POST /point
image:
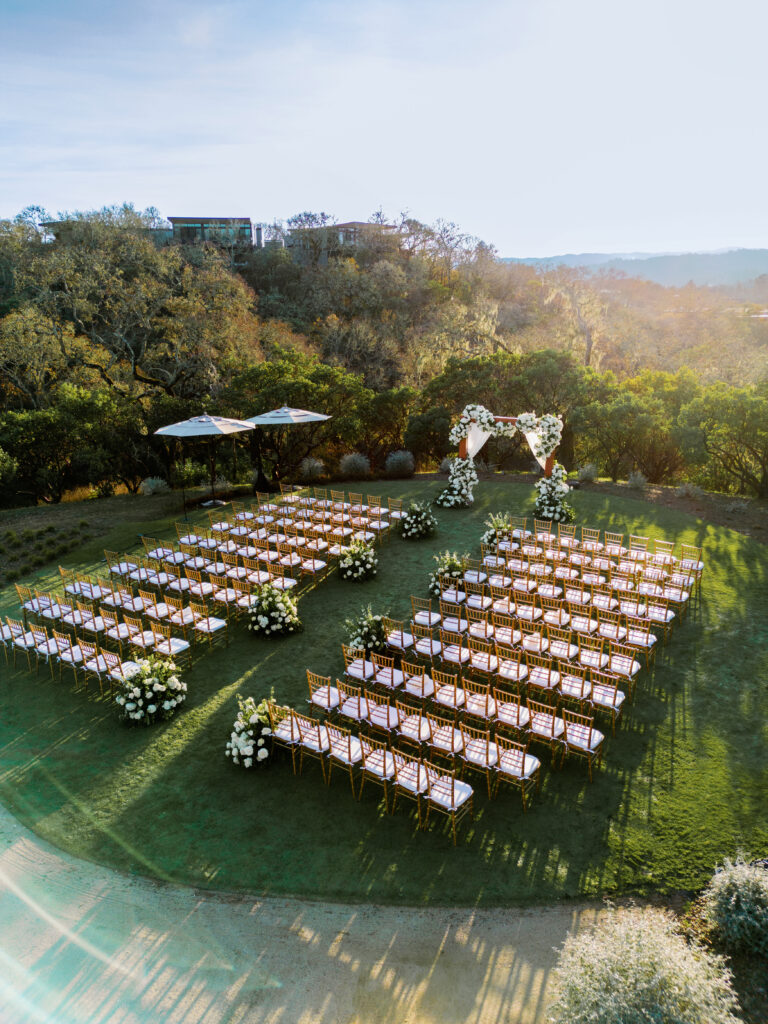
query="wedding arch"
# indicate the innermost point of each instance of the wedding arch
(476, 425)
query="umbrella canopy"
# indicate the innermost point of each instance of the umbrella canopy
(205, 426)
(278, 417)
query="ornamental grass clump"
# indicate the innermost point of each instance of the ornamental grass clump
(152, 691)
(735, 905)
(249, 742)
(367, 631)
(273, 612)
(358, 562)
(418, 521)
(636, 968)
(449, 564)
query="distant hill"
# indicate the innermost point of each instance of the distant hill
(732, 266)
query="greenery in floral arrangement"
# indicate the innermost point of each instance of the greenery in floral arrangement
(735, 904)
(449, 563)
(550, 503)
(367, 631)
(275, 611)
(358, 561)
(151, 691)
(498, 527)
(249, 742)
(418, 522)
(462, 480)
(637, 967)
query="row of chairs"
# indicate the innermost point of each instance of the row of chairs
(431, 786)
(492, 721)
(461, 692)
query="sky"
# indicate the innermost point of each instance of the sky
(540, 126)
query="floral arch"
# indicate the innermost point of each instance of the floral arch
(475, 425)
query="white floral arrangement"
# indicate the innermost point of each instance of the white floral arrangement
(249, 742)
(358, 561)
(367, 631)
(275, 611)
(462, 480)
(418, 521)
(484, 420)
(498, 527)
(449, 563)
(152, 691)
(552, 492)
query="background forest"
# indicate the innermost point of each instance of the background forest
(105, 336)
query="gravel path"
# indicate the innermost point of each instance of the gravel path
(81, 944)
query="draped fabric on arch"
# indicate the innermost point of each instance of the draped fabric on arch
(477, 437)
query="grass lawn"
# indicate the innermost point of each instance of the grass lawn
(683, 782)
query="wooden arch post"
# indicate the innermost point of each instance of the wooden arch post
(548, 466)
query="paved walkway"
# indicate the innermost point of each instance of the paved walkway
(80, 944)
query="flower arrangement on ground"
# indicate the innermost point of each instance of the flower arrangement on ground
(462, 480)
(550, 503)
(449, 563)
(152, 691)
(418, 521)
(275, 611)
(367, 631)
(358, 561)
(249, 742)
(498, 527)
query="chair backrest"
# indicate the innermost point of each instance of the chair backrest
(445, 679)
(482, 692)
(382, 660)
(480, 620)
(543, 714)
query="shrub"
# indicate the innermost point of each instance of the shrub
(249, 741)
(367, 631)
(153, 485)
(358, 562)
(736, 905)
(354, 465)
(310, 468)
(189, 473)
(588, 473)
(399, 464)
(688, 489)
(637, 480)
(635, 968)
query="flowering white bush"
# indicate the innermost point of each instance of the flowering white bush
(462, 479)
(498, 527)
(151, 691)
(552, 491)
(275, 611)
(367, 631)
(735, 904)
(358, 562)
(249, 742)
(418, 521)
(449, 563)
(636, 967)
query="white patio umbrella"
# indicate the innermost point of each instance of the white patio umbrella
(205, 426)
(282, 417)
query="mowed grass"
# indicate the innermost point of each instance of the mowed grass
(683, 782)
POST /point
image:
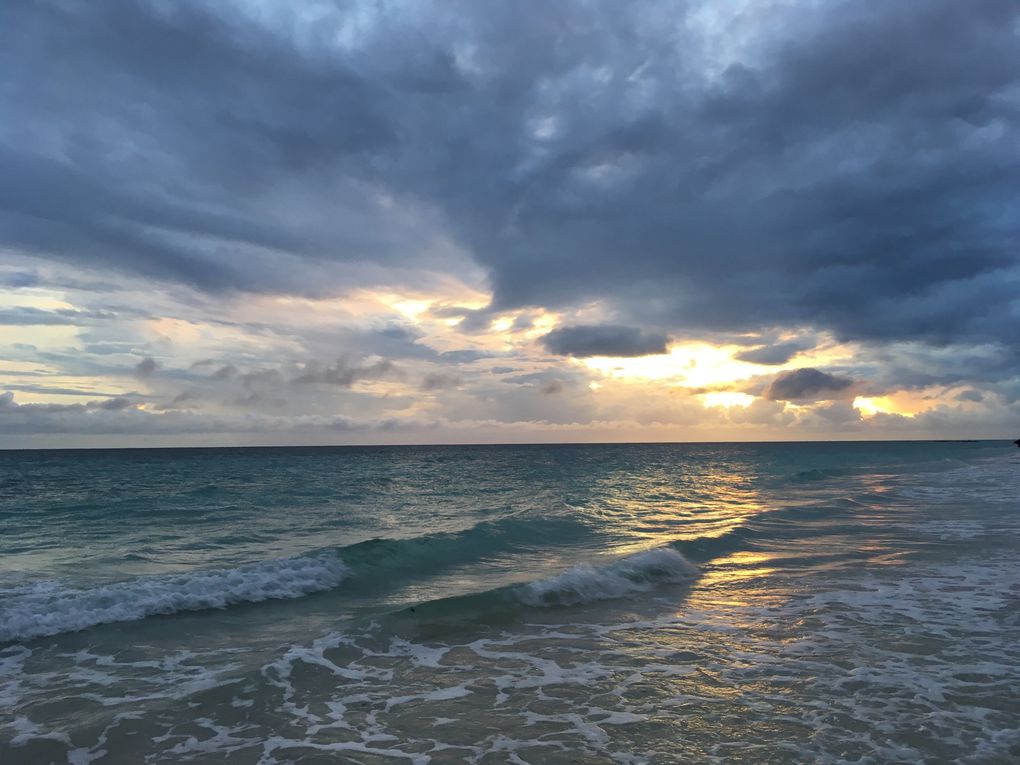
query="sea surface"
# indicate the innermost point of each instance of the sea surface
(784, 603)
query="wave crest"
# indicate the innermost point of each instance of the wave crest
(585, 583)
(51, 608)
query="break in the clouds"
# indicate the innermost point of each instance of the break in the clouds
(476, 220)
(606, 340)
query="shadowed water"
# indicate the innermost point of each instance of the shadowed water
(632, 604)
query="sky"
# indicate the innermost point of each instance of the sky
(375, 221)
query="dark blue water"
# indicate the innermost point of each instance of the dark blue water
(633, 604)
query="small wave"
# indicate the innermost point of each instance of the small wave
(49, 608)
(585, 583)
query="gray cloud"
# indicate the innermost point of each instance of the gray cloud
(28, 316)
(604, 340)
(837, 166)
(808, 385)
(146, 367)
(439, 381)
(778, 353)
(345, 373)
(863, 149)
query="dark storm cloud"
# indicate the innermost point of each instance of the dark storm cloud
(604, 340)
(852, 168)
(146, 367)
(29, 316)
(808, 385)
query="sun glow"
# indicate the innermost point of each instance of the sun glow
(727, 399)
(686, 364)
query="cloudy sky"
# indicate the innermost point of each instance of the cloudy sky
(383, 221)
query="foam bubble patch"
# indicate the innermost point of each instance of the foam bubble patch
(49, 608)
(585, 583)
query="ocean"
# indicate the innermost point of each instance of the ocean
(711, 603)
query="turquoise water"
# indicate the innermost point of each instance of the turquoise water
(829, 603)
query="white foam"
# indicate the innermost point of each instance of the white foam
(50, 607)
(587, 583)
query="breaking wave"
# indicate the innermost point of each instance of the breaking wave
(50, 608)
(585, 583)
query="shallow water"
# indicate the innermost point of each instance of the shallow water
(848, 603)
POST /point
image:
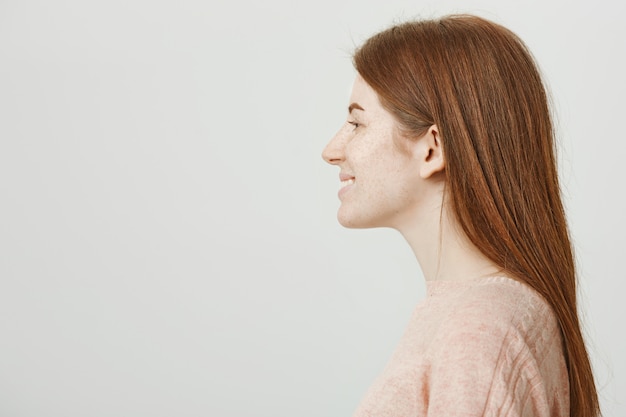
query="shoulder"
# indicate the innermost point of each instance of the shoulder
(489, 348)
(489, 310)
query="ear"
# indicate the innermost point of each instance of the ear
(430, 153)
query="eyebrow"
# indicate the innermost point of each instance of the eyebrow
(354, 106)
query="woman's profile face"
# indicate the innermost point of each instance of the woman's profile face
(379, 181)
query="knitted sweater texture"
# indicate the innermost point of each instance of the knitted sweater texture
(488, 347)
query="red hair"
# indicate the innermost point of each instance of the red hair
(479, 84)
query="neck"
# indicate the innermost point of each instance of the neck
(443, 250)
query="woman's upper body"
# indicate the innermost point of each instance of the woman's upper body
(486, 347)
(449, 140)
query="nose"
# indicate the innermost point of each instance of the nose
(334, 152)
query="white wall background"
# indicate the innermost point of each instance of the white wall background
(168, 242)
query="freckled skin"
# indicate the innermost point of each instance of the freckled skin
(386, 190)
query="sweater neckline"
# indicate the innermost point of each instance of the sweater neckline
(434, 288)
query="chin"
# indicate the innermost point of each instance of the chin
(352, 221)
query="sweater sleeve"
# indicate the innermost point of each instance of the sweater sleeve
(488, 367)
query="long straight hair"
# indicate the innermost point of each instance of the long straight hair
(479, 84)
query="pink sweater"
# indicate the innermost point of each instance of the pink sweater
(489, 347)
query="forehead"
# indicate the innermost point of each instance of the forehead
(364, 96)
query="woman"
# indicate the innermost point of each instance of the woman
(449, 140)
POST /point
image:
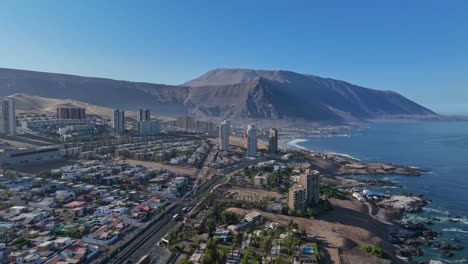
= = = = = = =
> Stated exercise: Count the lines of the records that contain the word "mowed" and give only that number.

> Final result: 2